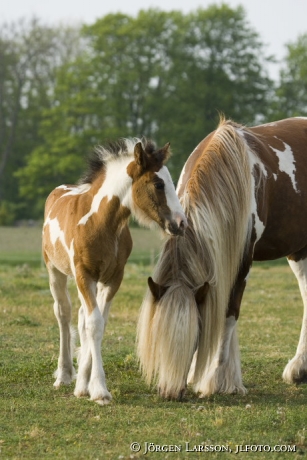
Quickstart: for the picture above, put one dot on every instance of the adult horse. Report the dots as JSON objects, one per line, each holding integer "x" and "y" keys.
{"x": 86, "y": 235}
{"x": 244, "y": 192}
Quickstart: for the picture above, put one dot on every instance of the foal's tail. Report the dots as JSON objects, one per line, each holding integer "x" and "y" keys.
{"x": 167, "y": 339}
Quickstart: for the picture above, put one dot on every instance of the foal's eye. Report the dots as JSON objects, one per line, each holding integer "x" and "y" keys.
{"x": 159, "y": 185}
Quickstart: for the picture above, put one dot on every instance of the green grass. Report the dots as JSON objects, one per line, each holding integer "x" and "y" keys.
{"x": 37, "y": 421}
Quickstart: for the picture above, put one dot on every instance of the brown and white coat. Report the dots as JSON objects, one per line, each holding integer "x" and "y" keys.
{"x": 244, "y": 191}
{"x": 86, "y": 236}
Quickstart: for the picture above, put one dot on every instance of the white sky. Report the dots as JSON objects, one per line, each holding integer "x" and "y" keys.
{"x": 277, "y": 21}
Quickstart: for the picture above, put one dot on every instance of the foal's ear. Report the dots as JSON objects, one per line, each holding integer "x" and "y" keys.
{"x": 140, "y": 155}
{"x": 156, "y": 289}
{"x": 201, "y": 293}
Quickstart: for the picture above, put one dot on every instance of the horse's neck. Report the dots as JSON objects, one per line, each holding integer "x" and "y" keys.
{"x": 110, "y": 194}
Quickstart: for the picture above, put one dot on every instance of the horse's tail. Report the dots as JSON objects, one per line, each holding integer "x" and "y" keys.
{"x": 167, "y": 338}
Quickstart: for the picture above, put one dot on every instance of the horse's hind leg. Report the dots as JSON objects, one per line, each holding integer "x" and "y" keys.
{"x": 62, "y": 310}
{"x": 296, "y": 369}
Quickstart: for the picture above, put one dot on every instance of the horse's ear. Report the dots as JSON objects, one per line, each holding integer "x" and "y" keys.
{"x": 156, "y": 289}
{"x": 201, "y": 293}
{"x": 166, "y": 152}
{"x": 140, "y": 155}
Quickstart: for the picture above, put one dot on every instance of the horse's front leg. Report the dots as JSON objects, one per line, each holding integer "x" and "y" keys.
{"x": 223, "y": 374}
{"x": 296, "y": 369}
{"x": 91, "y": 375}
{"x": 65, "y": 372}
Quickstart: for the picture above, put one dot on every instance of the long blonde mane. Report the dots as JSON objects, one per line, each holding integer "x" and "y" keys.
{"x": 217, "y": 203}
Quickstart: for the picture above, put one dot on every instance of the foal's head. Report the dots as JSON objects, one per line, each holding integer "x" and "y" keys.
{"x": 153, "y": 192}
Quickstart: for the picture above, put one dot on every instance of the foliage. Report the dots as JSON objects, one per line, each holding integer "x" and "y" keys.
{"x": 7, "y": 212}
{"x": 30, "y": 53}
{"x": 291, "y": 94}
{"x": 40, "y": 422}
{"x": 164, "y": 75}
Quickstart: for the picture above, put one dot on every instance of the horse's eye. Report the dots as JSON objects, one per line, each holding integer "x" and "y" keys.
{"x": 159, "y": 185}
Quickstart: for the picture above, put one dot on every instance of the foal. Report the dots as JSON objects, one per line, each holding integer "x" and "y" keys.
{"x": 86, "y": 236}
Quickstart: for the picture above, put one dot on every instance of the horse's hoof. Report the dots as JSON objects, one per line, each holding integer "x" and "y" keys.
{"x": 102, "y": 402}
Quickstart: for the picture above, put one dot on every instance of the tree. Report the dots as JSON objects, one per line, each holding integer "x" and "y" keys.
{"x": 164, "y": 75}
{"x": 29, "y": 56}
{"x": 291, "y": 94}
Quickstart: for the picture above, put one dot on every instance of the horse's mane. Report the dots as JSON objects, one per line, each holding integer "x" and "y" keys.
{"x": 102, "y": 155}
{"x": 217, "y": 203}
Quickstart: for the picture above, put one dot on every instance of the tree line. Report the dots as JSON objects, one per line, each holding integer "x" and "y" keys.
{"x": 163, "y": 75}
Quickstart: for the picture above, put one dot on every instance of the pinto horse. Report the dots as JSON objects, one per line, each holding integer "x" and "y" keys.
{"x": 86, "y": 236}
{"x": 244, "y": 192}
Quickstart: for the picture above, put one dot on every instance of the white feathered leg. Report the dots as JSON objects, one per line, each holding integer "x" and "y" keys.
{"x": 296, "y": 369}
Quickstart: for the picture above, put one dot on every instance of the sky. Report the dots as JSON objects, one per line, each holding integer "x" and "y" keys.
{"x": 277, "y": 21}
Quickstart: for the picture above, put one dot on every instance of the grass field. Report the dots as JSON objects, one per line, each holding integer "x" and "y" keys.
{"x": 38, "y": 422}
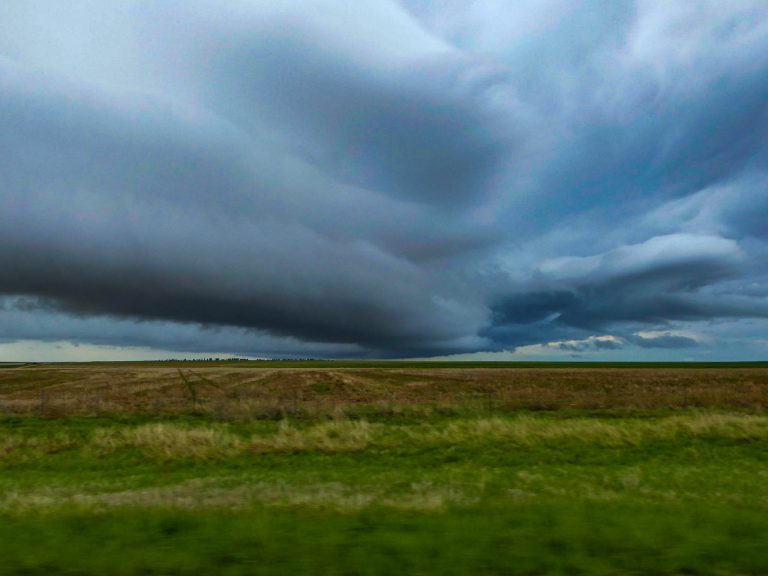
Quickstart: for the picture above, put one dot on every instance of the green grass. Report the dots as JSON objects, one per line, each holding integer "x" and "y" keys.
{"x": 568, "y": 493}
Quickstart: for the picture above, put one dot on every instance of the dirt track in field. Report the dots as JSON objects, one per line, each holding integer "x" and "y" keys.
{"x": 62, "y": 390}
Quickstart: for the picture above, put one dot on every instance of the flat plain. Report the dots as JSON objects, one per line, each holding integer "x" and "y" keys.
{"x": 383, "y": 468}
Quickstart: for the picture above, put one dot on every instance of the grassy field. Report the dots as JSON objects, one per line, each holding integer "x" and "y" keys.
{"x": 222, "y": 469}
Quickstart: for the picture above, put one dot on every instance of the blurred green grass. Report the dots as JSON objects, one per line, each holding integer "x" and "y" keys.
{"x": 677, "y": 492}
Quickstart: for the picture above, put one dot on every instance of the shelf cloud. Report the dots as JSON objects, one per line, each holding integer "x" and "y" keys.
{"x": 384, "y": 178}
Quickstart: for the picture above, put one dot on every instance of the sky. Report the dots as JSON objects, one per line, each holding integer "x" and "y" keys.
{"x": 517, "y": 179}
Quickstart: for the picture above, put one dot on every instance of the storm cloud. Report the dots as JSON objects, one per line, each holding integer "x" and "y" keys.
{"x": 384, "y": 178}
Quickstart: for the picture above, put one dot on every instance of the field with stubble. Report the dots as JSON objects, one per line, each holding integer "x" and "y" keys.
{"x": 383, "y": 468}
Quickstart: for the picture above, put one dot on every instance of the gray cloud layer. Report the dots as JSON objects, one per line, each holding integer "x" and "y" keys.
{"x": 381, "y": 178}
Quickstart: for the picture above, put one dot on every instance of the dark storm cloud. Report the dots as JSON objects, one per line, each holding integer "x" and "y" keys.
{"x": 380, "y": 177}
{"x": 664, "y": 341}
{"x": 663, "y": 279}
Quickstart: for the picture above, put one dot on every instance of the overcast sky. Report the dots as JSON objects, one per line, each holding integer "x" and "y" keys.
{"x": 490, "y": 179}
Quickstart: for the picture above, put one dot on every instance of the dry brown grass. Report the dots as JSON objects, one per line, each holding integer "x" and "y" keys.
{"x": 237, "y": 392}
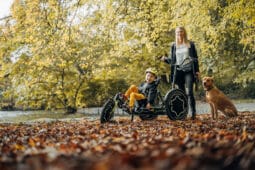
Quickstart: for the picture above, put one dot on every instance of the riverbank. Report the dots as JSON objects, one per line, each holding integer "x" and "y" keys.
{"x": 94, "y": 113}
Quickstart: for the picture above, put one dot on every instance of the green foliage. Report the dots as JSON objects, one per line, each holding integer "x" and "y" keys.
{"x": 61, "y": 54}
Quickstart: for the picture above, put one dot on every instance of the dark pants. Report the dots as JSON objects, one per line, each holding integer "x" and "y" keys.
{"x": 186, "y": 79}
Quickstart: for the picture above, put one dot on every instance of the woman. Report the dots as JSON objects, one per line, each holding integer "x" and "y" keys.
{"x": 183, "y": 57}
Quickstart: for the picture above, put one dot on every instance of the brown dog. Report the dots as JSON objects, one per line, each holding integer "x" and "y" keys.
{"x": 217, "y": 100}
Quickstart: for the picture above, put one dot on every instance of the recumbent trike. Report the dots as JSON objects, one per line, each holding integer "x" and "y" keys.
{"x": 174, "y": 104}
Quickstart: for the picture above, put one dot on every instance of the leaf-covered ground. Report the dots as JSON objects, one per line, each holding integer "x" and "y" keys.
{"x": 158, "y": 144}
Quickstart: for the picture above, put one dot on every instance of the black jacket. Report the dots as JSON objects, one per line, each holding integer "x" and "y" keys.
{"x": 149, "y": 90}
{"x": 172, "y": 58}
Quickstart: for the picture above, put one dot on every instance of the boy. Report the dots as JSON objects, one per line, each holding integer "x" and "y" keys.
{"x": 146, "y": 92}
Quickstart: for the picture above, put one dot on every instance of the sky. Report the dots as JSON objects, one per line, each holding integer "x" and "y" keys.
{"x": 5, "y": 7}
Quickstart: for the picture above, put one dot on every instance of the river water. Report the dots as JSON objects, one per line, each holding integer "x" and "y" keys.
{"x": 202, "y": 108}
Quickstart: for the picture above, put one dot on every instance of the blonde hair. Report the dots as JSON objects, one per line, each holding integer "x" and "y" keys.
{"x": 185, "y": 38}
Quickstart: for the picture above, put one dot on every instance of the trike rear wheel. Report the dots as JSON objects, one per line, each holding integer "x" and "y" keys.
{"x": 176, "y": 104}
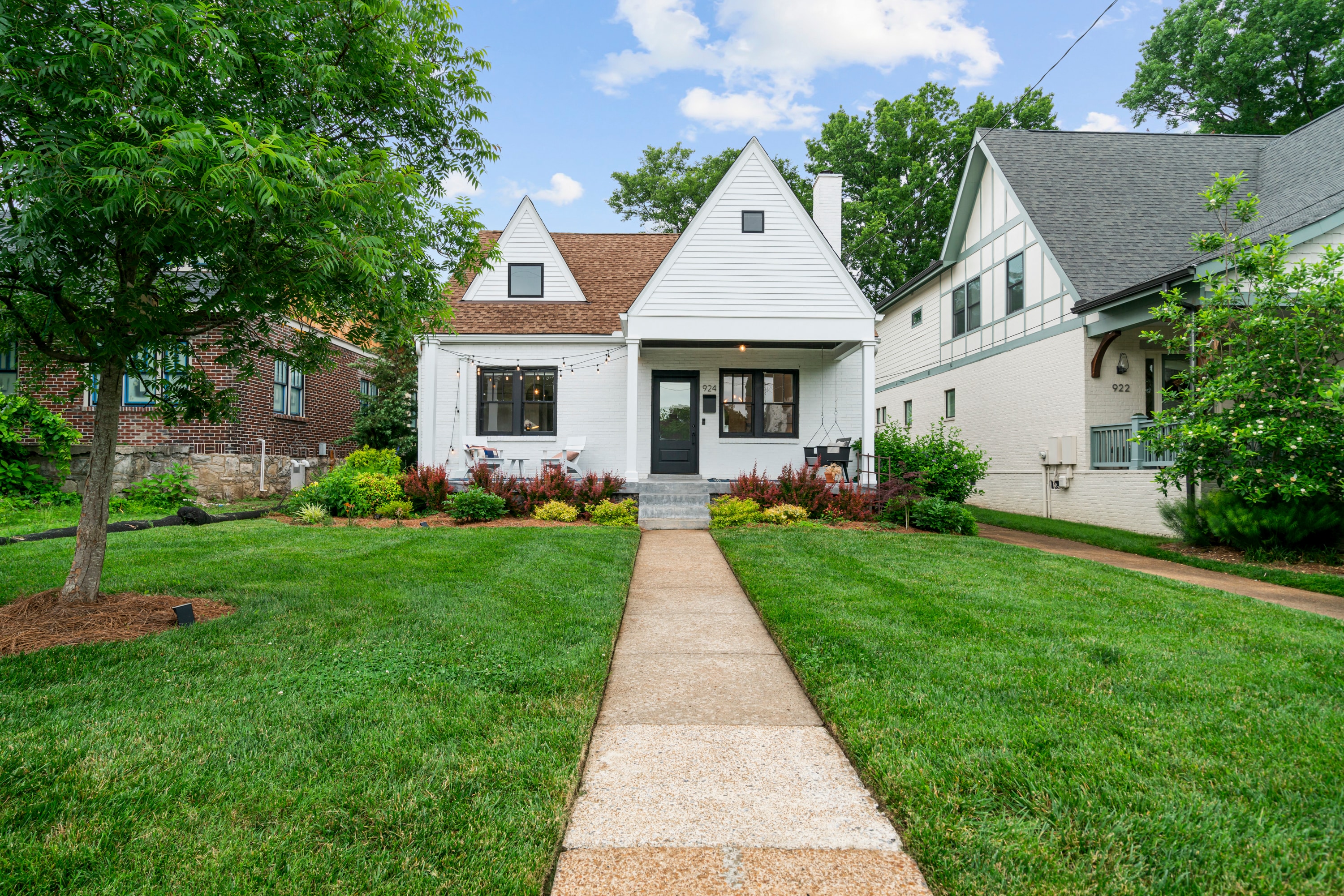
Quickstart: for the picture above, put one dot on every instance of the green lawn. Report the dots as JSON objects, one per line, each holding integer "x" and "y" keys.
{"x": 390, "y": 711}
{"x": 1043, "y": 725}
{"x": 1147, "y": 546}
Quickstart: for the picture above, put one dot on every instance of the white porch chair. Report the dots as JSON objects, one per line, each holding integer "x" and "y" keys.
{"x": 483, "y": 453}
{"x": 568, "y": 460}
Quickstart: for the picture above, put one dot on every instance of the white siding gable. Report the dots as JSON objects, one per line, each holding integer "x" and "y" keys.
{"x": 526, "y": 240}
{"x": 717, "y": 270}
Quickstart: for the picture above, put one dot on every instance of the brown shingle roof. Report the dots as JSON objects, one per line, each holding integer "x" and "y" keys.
{"x": 609, "y": 268}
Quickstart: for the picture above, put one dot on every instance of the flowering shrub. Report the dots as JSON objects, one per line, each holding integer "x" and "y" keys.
{"x": 615, "y": 514}
{"x": 557, "y": 511}
{"x": 729, "y": 511}
{"x": 784, "y": 515}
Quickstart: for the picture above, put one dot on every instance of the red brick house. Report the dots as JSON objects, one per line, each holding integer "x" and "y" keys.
{"x": 297, "y": 417}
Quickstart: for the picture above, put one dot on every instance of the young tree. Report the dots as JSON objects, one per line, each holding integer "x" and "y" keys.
{"x": 1241, "y": 66}
{"x": 221, "y": 170}
{"x": 667, "y": 189}
{"x": 1252, "y": 416}
{"x": 902, "y": 163}
{"x": 388, "y": 420}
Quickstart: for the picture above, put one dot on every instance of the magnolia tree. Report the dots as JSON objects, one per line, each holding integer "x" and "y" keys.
{"x": 244, "y": 174}
{"x": 1260, "y": 412}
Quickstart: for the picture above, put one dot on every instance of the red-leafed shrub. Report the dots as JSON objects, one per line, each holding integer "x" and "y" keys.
{"x": 757, "y": 487}
{"x": 551, "y": 485}
{"x": 426, "y": 487}
{"x": 596, "y": 491}
{"x": 849, "y": 503}
{"x": 806, "y": 488}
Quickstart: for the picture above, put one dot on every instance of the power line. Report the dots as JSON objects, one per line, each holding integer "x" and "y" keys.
{"x": 979, "y": 139}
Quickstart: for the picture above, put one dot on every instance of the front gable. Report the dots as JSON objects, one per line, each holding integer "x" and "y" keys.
{"x": 526, "y": 241}
{"x": 718, "y": 270}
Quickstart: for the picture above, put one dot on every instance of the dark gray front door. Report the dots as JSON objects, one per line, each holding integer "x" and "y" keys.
{"x": 675, "y": 424}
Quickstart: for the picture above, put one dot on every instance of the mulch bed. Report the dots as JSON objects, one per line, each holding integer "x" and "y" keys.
{"x": 1232, "y": 555}
{"x": 43, "y": 621}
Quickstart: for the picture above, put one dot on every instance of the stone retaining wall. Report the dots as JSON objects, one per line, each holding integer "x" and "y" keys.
{"x": 220, "y": 477}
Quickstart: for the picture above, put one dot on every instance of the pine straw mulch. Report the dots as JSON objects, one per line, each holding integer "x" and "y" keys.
{"x": 43, "y": 621}
{"x": 1232, "y": 555}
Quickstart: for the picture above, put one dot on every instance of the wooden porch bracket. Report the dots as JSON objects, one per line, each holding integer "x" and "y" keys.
{"x": 1101, "y": 351}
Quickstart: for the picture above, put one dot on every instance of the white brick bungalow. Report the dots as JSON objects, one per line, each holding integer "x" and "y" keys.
{"x": 1026, "y": 331}
{"x": 745, "y": 332}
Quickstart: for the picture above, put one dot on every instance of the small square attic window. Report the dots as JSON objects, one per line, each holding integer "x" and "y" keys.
{"x": 525, "y": 281}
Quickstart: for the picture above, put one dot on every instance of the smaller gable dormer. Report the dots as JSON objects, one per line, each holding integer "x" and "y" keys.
{"x": 530, "y": 269}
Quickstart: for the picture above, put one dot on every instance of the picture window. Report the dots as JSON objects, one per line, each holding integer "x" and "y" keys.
{"x": 758, "y": 403}
{"x": 526, "y": 281}
{"x": 515, "y": 402}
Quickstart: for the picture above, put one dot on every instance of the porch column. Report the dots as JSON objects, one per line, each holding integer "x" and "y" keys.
{"x": 459, "y": 438}
{"x": 428, "y": 399}
{"x": 870, "y": 398}
{"x": 632, "y": 410}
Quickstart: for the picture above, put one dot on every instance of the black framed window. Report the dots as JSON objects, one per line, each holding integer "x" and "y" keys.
{"x": 1017, "y": 291}
{"x": 515, "y": 402}
{"x": 758, "y": 403}
{"x": 965, "y": 307}
{"x": 526, "y": 281}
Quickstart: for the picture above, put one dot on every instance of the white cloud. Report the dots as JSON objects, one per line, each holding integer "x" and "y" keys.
{"x": 459, "y": 184}
{"x": 769, "y": 51}
{"x": 564, "y": 190}
{"x": 1101, "y": 121}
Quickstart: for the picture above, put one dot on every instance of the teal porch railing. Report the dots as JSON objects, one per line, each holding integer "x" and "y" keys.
{"x": 1113, "y": 446}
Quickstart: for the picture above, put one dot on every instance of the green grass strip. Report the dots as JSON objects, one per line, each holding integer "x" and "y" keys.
{"x": 1045, "y": 725}
{"x": 1148, "y": 546}
{"x": 389, "y": 711}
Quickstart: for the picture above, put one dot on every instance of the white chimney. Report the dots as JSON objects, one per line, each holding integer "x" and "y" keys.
{"x": 826, "y": 206}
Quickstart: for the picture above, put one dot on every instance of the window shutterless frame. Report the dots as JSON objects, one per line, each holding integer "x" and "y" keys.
{"x": 517, "y": 402}
{"x": 526, "y": 280}
{"x": 758, "y": 405}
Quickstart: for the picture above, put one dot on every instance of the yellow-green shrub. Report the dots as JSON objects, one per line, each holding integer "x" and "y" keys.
{"x": 557, "y": 511}
{"x": 784, "y": 515}
{"x": 615, "y": 514}
{"x": 728, "y": 511}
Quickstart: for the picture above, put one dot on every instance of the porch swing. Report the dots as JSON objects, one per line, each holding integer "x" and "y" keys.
{"x": 834, "y": 452}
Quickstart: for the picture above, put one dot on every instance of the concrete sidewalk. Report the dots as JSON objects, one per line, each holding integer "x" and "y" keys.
{"x": 1327, "y": 605}
{"x": 710, "y": 772}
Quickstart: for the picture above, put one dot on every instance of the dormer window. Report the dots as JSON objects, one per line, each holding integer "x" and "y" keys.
{"x": 525, "y": 281}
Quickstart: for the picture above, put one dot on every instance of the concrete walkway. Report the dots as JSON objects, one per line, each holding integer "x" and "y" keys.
{"x": 710, "y": 772}
{"x": 1327, "y": 605}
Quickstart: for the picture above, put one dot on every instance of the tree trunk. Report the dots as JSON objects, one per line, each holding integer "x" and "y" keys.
{"x": 92, "y": 538}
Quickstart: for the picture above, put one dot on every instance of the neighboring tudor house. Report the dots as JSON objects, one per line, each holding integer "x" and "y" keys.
{"x": 297, "y": 417}
{"x": 728, "y": 347}
{"x": 1026, "y": 332}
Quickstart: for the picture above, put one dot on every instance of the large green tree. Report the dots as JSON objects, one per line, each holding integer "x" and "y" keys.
{"x": 902, "y": 163}
{"x": 1242, "y": 66}
{"x": 667, "y": 189}
{"x": 220, "y": 170}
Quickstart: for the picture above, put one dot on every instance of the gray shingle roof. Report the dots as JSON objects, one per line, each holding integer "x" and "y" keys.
{"x": 1119, "y": 209}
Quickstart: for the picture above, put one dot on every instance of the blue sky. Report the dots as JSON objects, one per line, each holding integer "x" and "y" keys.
{"x": 581, "y": 88}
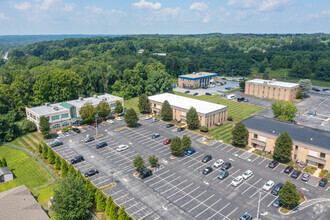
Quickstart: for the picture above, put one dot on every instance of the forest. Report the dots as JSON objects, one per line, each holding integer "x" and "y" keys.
{"x": 54, "y": 71}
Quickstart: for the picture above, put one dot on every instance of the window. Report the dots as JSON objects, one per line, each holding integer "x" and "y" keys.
{"x": 56, "y": 125}
{"x": 55, "y": 117}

Task to complete
Starting from the line where "of the dormer" appears, copy every line through the end of the material, both ends included, but no pictures.

Exercise output
Quickstart: for the picture above, put one dot on every instance of the dormer window. Report the dots as JSON objects, one per line, each holding integer "x" and "y" keys.
{"x": 525, "y": 281}
Quickstart: for the picture above, put one dot on every instance of the concrete walkway. Report the dots as JSON objects, one per line, each holding integer "x" and "y" keys.
{"x": 710, "y": 772}
{"x": 1327, "y": 605}
Quickstart: for the picture above, put one dot on every instance of the tree trunk. Report the dots as JSON objects, one per line, each holding integer "x" and "y" keys.
{"x": 92, "y": 538}
Quickstart: for the picture above, put one dot on every instance of the neighboring tudor house. Report the dots as JSON objects, one per line, each holding integer "x" and "y" keys.
{"x": 297, "y": 417}
{"x": 728, "y": 347}
{"x": 1026, "y": 332}
Quickstart: for the picture above, put one dot on every instance of the large green tree. Report the dots as JSON objects, one per line, each holding integer "x" and "y" keys.
{"x": 902, "y": 163}
{"x": 1242, "y": 66}
{"x": 667, "y": 189}
{"x": 220, "y": 170}
Quickstart: for the picture above, put one dot on every instance of the gray shingle roof. Report the dots as JSON objects, one per line, each holding integer "x" and "y" keys.
{"x": 1119, "y": 209}
Quickstart: for the picture above, put one dot on every instance of the blue sky. Report the dots as JSON objects, one per line, each holding integer "x" and "y" keys.
{"x": 581, "y": 88}
Quickstart: for the picture above, put one dot on every instance of the forest. Report the dots as JSON objects, one per line, each holding integer "x" and "y" keys.
{"x": 54, "y": 71}
Quickstart: for the picture above, put one dot on every instance of the window. Report the dots as JSON objects, one per line, each holding integer "x" and "y" keys.
{"x": 56, "y": 125}
{"x": 55, "y": 117}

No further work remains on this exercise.